### Supplied material

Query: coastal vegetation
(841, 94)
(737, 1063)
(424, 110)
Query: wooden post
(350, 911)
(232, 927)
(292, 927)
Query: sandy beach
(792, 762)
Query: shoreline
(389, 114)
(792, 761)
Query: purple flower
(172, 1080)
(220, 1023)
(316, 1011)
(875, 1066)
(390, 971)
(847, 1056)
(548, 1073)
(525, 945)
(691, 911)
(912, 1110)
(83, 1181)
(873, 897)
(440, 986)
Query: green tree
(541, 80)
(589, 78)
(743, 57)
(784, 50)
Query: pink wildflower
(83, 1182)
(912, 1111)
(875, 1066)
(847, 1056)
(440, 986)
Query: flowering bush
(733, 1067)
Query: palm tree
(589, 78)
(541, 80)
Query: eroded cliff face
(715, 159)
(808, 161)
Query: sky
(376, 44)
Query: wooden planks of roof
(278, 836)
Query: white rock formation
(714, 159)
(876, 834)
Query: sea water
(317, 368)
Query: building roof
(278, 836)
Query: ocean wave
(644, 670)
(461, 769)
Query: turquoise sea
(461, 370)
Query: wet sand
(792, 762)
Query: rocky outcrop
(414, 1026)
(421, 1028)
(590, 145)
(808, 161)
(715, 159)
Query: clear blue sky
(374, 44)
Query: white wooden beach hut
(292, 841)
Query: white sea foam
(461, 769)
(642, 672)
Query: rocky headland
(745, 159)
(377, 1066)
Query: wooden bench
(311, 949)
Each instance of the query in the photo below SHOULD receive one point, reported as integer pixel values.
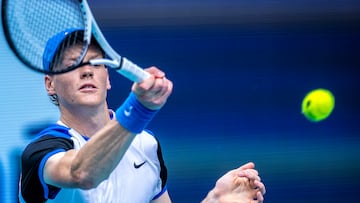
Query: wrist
(134, 116)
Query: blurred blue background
(240, 71)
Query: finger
(249, 165)
(155, 72)
(260, 186)
(249, 173)
(259, 197)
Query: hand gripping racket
(29, 24)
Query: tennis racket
(29, 24)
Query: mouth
(88, 87)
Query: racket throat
(111, 63)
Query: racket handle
(132, 71)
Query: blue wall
(237, 98)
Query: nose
(86, 71)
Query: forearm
(95, 161)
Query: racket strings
(30, 23)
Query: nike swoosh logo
(127, 112)
(139, 165)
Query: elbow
(85, 180)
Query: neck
(85, 121)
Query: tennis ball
(318, 104)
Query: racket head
(29, 24)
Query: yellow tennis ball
(318, 104)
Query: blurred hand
(154, 91)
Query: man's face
(84, 86)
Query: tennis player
(93, 154)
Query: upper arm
(164, 198)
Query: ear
(49, 85)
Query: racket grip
(132, 71)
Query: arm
(75, 168)
(241, 185)
(106, 148)
(164, 198)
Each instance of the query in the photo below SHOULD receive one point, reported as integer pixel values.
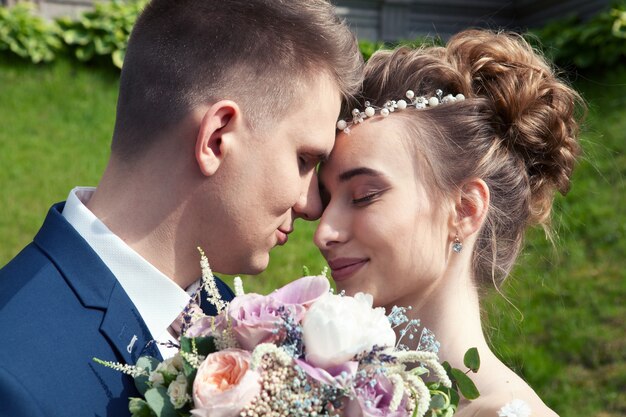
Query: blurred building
(390, 20)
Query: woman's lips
(343, 268)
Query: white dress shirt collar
(158, 299)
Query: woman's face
(381, 231)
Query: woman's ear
(220, 124)
(471, 207)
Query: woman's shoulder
(524, 403)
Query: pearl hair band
(421, 102)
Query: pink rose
(255, 319)
(373, 400)
(224, 384)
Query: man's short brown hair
(259, 53)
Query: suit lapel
(96, 287)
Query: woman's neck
(450, 309)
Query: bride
(449, 155)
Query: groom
(225, 108)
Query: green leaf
(205, 345)
(85, 53)
(75, 37)
(118, 57)
(149, 364)
(472, 359)
(437, 402)
(160, 403)
(139, 408)
(465, 384)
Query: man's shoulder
(23, 272)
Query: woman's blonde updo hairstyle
(516, 130)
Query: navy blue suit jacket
(60, 306)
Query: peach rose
(224, 384)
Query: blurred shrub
(28, 35)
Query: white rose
(178, 391)
(336, 328)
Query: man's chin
(256, 265)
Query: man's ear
(219, 125)
(471, 207)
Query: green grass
(56, 123)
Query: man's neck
(148, 221)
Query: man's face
(274, 181)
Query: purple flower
(339, 376)
(372, 397)
(256, 318)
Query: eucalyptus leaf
(149, 364)
(465, 384)
(437, 402)
(140, 408)
(205, 345)
(118, 57)
(472, 359)
(159, 401)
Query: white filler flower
(336, 328)
(516, 408)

### Work order
From the line that contains "Query: white dress shirt collar" down to the final line of the entries, print every line exactly as it is, and only those lines.

### Worked solution
Query: white dress shirt collar
(158, 299)
Query: woman's face
(381, 231)
Query: woman's ear
(220, 124)
(471, 207)
Query: woman's shoulder
(524, 403)
Query: pearl hair band
(421, 102)
Query: pink rose
(255, 319)
(373, 400)
(224, 384)
Query: man's short brown hair
(259, 53)
Query: suit lapel
(96, 287)
Query: woman's neck
(450, 309)
Query: bride
(449, 155)
Query: groom
(225, 108)
Query: green leaf
(205, 345)
(85, 53)
(75, 37)
(118, 57)
(149, 364)
(472, 359)
(437, 402)
(160, 403)
(139, 408)
(465, 384)
Query: man's shoulder
(23, 272)
Query: woman's blonde updo hairstyle
(516, 130)
Query: navy blue suit jacket
(60, 306)
Query: peach rose
(224, 384)
Query: blurred shrub
(28, 35)
Query: white rose
(178, 391)
(336, 328)
Query: man's chin
(256, 265)
Query: man's ear
(219, 125)
(471, 207)
Query: green grass
(56, 123)
Query: man's neck
(148, 221)
Query: man's face
(274, 181)
Query: purple flower
(339, 376)
(372, 397)
(256, 318)
Query: eucalyptus leaf
(149, 364)
(465, 384)
(437, 402)
(140, 408)
(205, 345)
(118, 57)
(472, 359)
(159, 401)
Query: white filler flower
(336, 328)
(516, 408)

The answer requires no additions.